[Aim of the task]: Render every line of the entries below as a Markdown table with two columns, Row and Line. Number the rows in order and omit any blank lines.

[Dataset rows]:
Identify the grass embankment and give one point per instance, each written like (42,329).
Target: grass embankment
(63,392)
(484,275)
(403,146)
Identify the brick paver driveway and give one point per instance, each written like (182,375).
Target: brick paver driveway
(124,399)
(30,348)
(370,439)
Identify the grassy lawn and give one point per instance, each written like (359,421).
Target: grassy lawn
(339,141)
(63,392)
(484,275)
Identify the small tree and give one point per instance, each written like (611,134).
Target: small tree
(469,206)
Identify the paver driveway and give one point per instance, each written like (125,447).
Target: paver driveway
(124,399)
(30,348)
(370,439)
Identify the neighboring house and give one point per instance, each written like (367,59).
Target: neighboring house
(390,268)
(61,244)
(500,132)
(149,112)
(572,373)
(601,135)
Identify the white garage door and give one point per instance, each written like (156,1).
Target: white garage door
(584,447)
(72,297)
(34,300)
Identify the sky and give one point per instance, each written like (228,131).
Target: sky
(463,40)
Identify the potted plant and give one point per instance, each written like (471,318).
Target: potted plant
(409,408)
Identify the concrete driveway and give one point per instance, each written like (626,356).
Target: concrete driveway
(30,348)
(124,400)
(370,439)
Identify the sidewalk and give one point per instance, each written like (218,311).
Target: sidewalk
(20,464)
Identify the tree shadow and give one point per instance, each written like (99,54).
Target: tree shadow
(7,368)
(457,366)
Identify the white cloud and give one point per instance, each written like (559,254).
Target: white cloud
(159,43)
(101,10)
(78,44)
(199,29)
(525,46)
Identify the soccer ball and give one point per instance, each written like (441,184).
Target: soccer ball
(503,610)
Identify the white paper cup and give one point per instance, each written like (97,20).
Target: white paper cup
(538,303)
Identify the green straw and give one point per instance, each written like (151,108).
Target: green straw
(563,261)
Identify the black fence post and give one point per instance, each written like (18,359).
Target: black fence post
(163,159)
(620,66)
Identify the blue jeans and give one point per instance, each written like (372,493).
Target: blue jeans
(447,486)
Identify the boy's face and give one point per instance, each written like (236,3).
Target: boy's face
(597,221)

[Written response]:
| Row | Line |
|---|---|
| 1 | Identify the grass embankment and give one point per instance, each written like (42,329). |
| 2 | Target: grass embankment |
| 3 | (63,392) |
| 4 | (484,275) |
| 5 | (403,146) |
| 6 | Identify the brick paver driveway and give one point per instance, each written like (182,375). |
| 7 | Target: brick paver driveway |
| 8 | (124,399) |
| 9 | (30,348) |
| 10 | (370,439) |
| 11 | Identify the grassy lawn and give one point per instance, each written like (359,421). |
| 12 | Target: grassy lawn |
| 13 | (339,141) |
| 14 | (63,392) |
| 15 | (484,275) |
| 16 | Identify the small tree and give one point per instance, each written like (611,134). |
| 17 | Target: small tree |
| 18 | (469,206) |
| 19 | Identify the paver driveway and give one point per instance, each written like (125,447). |
| 20 | Target: paver driveway |
| 21 | (124,399) |
| 22 | (30,348) |
| 23 | (370,439) |
| 24 | Identify the neighboring house and give one point per instance, each written like (367,59). |
| 25 | Target: neighboring house |
| 26 | (390,268) |
| 27 | (61,244) |
| 28 | (500,132) |
| 29 | (149,112) |
| 30 | (572,373) |
| 31 | (601,135) |
| 32 | Identify the white garage door and give one point per instance, each written like (156,1). |
| 33 | Target: white garage door |
| 34 | (584,447) |
| 35 | (72,297) |
| 36 | (34,300) |
| 37 | Identify the sky and give one point per instance, each written like (228,131). |
| 38 | Target: sky |
| 39 | (463,40) |
| 40 | Identify the potted plant and give one point per instance, each written like (471,318). |
| 41 | Target: potted plant |
| 42 | (409,408) |
| 43 | Identify the concrete driveway and give one point per instance, each written like (626,356). |
| 44 | Target: concrete driveway |
| 45 | (30,348) |
| 46 | (124,400) |
| 47 | (370,439) |
| 48 | Identify the sidewalk and give one point per instance, each written like (218,311). |
| 49 | Target: sidewalk |
| 50 | (20,464) |
| 51 | Identify the tree shadow and give one point per instance, each written like (99,54). |
| 52 | Target: tree shadow |
| 53 | (7,368) |
| 54 | (457,366) |
| 55 | Identify the white cloud and give one point per instance, each written like (559,254). |
| 56 | Target: white cloud |
| 57 | (159,43) |
| 58 | (101,10) |
| 59 | (78,44) |
| 60 | (199,29) |
| 61 | (525,46) |
| 62 | Identify the soccer ball and give one point per instance, each written like (441,184). |
| 63 | Target: soccer ball |
| 64 | (503,610) |
| 65 | Identify the white paper cup and give one point per instance, each written like (97,20). |
| 66 | Target: white paper cup |
| 67 | (538,303) |
| 68 | Identify the green straw and give one point per instance, each written like (151,108). |
| 69 | Target: green straw |
| 70 | (563,261) |
| 71 | Identify the black fence post and give one point per instance, each written like (18,359). |
| 72 | Target: black fence post |
| 73 | (163,159) |
| 74 | (620,66) |
| 75 | Identify the blue jeans and give one point per instance, each written like (372,493). |
| 76 | Target: blue jeans |
| 77 | (447,486) |
| 78 | Identify the boy's face and give one point per instance, each written like (236,3). |
| 79 | Target: boy's face |
| 80 | (597,221) |